━━━━━ Excerpt provided

SCREEN GRABS “The LGBT community is starting to like Donald Trump very, very much” said (who else but) Donald Trump on the campaign trail in 2016, right after the Pulse nightclub massacre—provoking an epidemic of appalled eye-rolling and unkind laughter from said community.
Two years later, nobody is laughing: As POTUS, this professed “real friend” to gays is pandering to his far-right base by rolling back anti-discrimination and other laws directly impacting queers at a pace that must be making First Lady Pence absolutely giddy with Jesus-flavored excitement. As a result, this year’s Pride Month and all the events it contains—not least Frameline—may prove the most politically charged since the height of the AIDS crisis over a quarter-century ago.
Not only are gays (once again) under siege by this administration, so is SF (as a “sanctuary city”), and California in general. Hell, this POTUS has even managed to alienate Canada. As That Petrol Emotion once sang, “What you’ve gotta do in this day and time/You gotta agitate, educate, organize,” and one way of doing that is in forums like the world’s first, biggest and oldest gay film festival. For more details on this year’s program, which starts Thursday, see below.
If on the other hand you’re desperately seeking escapism, this week offers the usual summer array of debuting remakes (Superfly), sequels (Incredibles 2), and raunchy all-star comedy (Tag). A little further off the beaten path there’s Hearts Beat Loud, a dramedy with music from the writer-director of the tepidly heartwarming I’ll See You in My Dreams and The Hero; and at the Roxie, Maria Allred’s indie ensemble piece The Texture of Falling, a sort of erotic-thriller mosaic. The Roxie is also opening the much-praised Nossa Chape, a documentary about the tragic plane crash that befell a lesser-sung Brazilian soccer team in November 2016 (a terrible month on SO many levels), and the heroic if sometimes fractious effort to build Chapeco’s team anew.

━━━━━━━━━━
━━━━━ Extracted records

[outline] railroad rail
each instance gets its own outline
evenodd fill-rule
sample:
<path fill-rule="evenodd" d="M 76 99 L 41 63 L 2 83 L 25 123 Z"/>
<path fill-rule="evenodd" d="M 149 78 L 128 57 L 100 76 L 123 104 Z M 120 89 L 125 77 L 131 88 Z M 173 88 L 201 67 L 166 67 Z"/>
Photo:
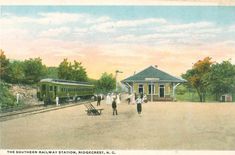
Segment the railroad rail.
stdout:
<path fill-rule="evenodd" d="M 20 111 L 13 111 L 13 112 L 7 112 L 7 113 L 0 113 L 0 122 L 11 120 L 11 119 L 16 119 L 20 117 L 25 117 L 28 115 L 33 115 L 33 114 L 38 114 L 38 113 L 44 113 L 44 112 L 49 112 L 53 110 L 59 110 L 67 107 L 72 107 L 72 106 L 78 106 L 82 105 L 88 102 L 92 102 L 92 100 L 83 100 L 83 101 L 78 101 L 76 103 L 67 103 L 67 104 L 61 104 L 59 106 L 56 105 L 48 105 L 48 106 L 33 106 L 32 108 L 28 109 L 23 109 Z"/>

━━━━━━━━━━

**Your instructions**
Can you give the column's passage again, starting with "Not only are" and going on through "Thursday, see below.", substituting "Mexico" for "Canada"?

**Written solution**
Not only are gays (once again) under siege by this administration, so is SF (as a “sanctuary city”), and California in general. Hell, this POTUS has even managed to alienate Mexico. As That Petrol Emotion once sang, “What you’ve gotta do in this day and time/You gotta agitate, educate, organize,” and one way of doing that is in forums like the world’s first, biggest and oldest gay film festival. For more details on this year’s program, which starts Thursday, see below.